(Entries from a point annotation set)

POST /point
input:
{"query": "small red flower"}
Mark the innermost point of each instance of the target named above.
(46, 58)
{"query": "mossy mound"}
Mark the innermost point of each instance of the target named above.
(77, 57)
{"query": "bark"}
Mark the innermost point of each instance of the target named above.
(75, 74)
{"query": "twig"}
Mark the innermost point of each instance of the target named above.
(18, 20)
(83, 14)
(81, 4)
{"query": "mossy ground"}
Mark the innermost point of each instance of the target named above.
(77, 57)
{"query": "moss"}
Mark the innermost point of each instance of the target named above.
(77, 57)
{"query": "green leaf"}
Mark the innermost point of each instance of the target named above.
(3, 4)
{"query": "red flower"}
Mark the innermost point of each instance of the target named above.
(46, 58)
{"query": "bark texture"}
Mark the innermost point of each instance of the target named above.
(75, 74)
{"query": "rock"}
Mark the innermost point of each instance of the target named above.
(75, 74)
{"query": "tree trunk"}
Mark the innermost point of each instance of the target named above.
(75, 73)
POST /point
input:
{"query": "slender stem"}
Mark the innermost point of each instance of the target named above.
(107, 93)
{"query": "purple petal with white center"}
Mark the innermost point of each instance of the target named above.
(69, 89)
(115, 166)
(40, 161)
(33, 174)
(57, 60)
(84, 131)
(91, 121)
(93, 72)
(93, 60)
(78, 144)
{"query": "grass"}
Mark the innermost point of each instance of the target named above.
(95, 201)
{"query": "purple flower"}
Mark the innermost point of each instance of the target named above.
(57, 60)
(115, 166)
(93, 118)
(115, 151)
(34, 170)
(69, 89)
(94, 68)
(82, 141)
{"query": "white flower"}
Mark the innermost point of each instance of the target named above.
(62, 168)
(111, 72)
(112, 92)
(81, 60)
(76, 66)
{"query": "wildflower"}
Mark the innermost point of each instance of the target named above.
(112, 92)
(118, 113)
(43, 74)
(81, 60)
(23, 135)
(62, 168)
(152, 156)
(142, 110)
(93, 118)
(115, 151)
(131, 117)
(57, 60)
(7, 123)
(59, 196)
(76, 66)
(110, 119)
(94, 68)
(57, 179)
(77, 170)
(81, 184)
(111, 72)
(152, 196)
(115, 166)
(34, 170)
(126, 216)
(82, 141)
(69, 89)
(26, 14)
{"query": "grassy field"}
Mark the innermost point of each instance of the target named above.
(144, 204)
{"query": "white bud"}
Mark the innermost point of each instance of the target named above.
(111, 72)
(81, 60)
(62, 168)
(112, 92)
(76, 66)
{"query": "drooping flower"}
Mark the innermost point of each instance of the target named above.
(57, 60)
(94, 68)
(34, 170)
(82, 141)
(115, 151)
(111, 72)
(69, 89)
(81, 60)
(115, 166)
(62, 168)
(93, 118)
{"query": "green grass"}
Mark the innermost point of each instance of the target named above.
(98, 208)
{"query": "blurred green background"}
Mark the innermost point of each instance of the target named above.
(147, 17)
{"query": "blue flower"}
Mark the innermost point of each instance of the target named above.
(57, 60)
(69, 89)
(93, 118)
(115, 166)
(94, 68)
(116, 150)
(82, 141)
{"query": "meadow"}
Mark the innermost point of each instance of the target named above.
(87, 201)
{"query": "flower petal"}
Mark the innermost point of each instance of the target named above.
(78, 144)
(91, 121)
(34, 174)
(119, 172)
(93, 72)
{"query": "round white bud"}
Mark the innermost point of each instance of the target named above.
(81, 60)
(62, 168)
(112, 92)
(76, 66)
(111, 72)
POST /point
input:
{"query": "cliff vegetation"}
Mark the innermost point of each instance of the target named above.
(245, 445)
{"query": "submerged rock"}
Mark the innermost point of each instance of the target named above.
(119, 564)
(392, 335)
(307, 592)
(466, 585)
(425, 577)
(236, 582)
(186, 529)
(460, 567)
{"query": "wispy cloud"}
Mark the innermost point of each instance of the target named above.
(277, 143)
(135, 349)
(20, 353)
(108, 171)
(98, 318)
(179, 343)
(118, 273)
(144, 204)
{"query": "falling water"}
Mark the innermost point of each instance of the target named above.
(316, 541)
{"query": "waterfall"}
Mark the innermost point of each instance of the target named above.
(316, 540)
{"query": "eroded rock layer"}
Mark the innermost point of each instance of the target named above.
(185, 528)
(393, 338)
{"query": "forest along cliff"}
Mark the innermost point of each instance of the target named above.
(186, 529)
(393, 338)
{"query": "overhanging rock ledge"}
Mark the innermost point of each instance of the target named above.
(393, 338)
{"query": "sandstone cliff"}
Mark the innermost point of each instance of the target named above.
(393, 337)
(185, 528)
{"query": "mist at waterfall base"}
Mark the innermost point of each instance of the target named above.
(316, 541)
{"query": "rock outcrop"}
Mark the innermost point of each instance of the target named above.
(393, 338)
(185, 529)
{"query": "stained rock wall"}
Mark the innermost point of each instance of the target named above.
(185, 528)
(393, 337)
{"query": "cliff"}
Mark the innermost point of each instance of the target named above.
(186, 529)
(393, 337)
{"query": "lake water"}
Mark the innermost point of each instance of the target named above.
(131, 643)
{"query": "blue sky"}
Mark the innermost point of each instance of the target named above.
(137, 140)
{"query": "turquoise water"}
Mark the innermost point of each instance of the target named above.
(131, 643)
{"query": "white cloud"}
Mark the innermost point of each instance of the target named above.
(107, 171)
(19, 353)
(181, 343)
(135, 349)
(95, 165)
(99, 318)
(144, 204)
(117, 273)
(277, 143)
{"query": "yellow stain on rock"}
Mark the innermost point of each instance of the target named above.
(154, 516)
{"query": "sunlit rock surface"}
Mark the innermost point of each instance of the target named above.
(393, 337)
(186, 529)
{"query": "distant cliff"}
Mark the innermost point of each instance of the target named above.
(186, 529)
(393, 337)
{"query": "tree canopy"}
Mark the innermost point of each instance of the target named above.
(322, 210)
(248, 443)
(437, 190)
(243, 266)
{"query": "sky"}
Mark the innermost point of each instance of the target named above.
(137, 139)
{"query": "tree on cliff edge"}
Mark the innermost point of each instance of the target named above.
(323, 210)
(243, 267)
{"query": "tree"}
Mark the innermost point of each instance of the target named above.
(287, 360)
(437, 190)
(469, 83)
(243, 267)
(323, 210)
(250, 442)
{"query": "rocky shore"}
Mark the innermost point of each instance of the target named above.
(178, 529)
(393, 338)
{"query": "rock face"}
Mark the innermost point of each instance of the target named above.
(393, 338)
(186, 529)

• **TASK PROMPT**
Return every line of the data above that contains the string "mossy". Case counts.

• **SOLUTION TO THIS EXERCISE**
{"query": "mossy mound"}
{"query": "mossy ground"}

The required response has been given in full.